What is needed.
Update the items from the first line through the line that contains "xmin=71 ymin=223 xmax=92 ymax=238" by writing them out again with "pedestrian path" changed to "footpath". Keep everything else the same.

Records from a data source.
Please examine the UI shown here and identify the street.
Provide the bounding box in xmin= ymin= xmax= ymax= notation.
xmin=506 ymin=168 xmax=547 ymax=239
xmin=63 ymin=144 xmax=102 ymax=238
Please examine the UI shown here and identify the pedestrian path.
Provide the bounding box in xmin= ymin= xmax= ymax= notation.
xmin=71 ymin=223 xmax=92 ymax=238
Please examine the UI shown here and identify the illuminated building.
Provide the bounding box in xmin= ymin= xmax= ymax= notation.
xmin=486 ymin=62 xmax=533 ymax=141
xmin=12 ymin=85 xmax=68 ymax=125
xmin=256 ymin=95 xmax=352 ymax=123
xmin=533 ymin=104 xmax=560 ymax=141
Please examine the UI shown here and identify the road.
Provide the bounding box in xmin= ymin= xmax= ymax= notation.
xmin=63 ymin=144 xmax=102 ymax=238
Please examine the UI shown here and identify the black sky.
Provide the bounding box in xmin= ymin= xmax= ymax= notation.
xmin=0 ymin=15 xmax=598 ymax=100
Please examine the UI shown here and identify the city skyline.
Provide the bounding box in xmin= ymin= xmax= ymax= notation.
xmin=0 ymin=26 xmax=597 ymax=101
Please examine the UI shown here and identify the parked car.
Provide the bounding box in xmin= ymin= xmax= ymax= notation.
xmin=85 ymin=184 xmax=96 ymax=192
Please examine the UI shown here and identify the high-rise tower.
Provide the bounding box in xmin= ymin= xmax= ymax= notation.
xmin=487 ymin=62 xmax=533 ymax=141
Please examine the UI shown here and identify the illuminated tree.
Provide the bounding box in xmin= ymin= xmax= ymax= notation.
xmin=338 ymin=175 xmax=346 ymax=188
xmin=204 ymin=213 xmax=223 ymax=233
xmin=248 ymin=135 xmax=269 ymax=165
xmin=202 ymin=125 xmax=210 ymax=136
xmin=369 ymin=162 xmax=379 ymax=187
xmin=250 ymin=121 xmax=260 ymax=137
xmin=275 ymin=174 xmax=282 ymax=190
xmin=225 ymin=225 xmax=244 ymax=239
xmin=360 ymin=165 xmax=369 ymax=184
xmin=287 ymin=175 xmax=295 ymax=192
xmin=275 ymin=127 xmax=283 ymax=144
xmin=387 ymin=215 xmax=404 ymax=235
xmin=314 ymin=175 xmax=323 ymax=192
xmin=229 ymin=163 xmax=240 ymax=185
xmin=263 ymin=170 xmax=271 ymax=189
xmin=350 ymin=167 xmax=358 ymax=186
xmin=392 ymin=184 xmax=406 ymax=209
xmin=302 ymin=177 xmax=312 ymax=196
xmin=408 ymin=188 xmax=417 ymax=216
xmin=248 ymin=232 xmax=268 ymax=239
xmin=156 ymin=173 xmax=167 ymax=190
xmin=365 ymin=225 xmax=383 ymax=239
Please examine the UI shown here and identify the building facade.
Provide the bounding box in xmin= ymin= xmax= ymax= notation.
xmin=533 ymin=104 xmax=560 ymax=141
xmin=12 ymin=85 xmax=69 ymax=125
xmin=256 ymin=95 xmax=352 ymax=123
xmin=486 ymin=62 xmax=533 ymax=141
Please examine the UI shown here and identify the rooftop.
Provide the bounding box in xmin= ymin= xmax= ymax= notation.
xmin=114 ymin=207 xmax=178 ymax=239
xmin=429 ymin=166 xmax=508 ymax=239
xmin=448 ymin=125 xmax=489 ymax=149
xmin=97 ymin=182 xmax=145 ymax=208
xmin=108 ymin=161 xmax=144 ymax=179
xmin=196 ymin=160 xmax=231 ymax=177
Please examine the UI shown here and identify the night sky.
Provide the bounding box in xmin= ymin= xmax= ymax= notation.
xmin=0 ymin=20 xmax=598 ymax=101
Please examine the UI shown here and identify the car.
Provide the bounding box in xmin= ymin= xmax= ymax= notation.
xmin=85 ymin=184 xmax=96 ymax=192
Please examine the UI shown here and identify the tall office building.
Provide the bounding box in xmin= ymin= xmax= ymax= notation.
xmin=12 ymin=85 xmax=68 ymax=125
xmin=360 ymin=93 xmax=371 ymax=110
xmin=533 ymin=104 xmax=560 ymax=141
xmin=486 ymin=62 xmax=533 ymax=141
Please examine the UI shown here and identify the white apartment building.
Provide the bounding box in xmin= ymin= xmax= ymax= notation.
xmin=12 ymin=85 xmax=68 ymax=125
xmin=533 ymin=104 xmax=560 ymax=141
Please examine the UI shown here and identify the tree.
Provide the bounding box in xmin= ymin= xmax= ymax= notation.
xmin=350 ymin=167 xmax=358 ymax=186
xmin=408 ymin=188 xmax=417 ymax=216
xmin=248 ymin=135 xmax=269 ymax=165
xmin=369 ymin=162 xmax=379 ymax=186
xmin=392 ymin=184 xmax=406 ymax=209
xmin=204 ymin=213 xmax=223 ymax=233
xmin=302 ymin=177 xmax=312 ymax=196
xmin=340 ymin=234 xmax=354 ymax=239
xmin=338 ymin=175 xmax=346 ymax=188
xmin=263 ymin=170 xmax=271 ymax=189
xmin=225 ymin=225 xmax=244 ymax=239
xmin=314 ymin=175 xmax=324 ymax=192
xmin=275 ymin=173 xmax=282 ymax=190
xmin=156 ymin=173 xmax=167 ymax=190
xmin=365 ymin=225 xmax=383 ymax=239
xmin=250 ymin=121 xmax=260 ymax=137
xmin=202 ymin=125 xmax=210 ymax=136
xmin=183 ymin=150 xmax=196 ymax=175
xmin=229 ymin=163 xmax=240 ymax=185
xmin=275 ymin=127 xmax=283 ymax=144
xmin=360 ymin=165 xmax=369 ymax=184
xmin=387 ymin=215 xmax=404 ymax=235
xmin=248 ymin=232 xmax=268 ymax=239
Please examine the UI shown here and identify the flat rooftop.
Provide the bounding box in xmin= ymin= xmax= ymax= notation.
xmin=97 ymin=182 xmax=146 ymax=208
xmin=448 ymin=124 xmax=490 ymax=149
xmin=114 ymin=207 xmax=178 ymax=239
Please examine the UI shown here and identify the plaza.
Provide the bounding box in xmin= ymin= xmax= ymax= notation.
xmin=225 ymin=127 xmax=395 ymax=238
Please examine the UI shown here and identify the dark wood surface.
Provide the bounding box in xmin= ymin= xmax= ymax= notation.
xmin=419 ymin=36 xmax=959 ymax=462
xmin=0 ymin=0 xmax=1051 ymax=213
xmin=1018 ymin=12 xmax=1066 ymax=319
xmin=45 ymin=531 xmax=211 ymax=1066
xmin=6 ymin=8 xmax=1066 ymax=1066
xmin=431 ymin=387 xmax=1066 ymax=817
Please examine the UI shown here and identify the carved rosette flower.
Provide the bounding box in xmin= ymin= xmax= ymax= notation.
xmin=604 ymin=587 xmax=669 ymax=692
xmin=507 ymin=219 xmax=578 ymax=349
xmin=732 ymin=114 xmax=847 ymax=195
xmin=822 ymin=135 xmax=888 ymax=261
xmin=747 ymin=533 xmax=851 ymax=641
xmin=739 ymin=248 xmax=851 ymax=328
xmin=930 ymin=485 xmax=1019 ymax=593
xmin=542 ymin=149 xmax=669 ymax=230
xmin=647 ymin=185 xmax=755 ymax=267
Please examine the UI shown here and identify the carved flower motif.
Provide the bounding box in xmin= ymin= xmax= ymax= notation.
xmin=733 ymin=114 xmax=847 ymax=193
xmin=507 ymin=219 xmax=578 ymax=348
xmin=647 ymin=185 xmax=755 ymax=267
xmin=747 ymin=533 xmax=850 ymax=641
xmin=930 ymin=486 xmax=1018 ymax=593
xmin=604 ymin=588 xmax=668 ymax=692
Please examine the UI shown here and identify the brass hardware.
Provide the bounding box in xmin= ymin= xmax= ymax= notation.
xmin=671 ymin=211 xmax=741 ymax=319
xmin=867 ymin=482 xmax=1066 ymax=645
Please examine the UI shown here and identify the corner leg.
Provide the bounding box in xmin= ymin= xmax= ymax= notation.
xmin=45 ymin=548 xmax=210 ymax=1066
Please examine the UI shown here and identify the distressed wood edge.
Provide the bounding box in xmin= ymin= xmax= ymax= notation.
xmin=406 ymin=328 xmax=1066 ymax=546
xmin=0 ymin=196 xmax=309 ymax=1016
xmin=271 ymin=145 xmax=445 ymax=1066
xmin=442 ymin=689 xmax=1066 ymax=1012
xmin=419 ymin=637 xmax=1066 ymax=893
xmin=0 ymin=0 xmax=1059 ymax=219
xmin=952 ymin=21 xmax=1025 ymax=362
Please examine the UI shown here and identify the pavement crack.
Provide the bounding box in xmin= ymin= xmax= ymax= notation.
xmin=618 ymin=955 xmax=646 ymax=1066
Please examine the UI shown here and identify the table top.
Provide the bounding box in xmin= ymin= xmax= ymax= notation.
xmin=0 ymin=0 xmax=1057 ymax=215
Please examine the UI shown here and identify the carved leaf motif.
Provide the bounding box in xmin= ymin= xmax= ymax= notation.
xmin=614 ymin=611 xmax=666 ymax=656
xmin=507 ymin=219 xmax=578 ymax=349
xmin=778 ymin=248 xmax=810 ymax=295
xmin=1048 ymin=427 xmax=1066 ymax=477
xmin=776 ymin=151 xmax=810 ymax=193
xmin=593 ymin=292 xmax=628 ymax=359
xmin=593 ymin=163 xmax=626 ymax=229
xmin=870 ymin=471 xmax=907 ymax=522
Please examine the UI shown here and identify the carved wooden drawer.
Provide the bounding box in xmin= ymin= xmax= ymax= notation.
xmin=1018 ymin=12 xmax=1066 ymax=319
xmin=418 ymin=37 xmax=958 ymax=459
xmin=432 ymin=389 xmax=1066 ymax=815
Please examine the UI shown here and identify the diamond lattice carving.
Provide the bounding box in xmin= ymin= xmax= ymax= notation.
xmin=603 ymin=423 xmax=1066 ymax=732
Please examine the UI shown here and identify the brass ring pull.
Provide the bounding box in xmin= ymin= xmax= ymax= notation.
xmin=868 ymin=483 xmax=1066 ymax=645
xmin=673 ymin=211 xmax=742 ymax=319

Solution to this problem.
Please examine the UI shown here and identify the street.
Provide the bounding box in xmin= ymin= xmax= ymax= notation.
xmin=506 ymin=168 xmax=547 ymax=239
xmin=63 ymin=144 xmax=102 ymax=238
Please examine the UI shown here and identify the footpath.
Provide the bounding box in xmin= ymin= xmax= ymax= notation.
xmin=71 ymin=223 xmax=92 ymax=238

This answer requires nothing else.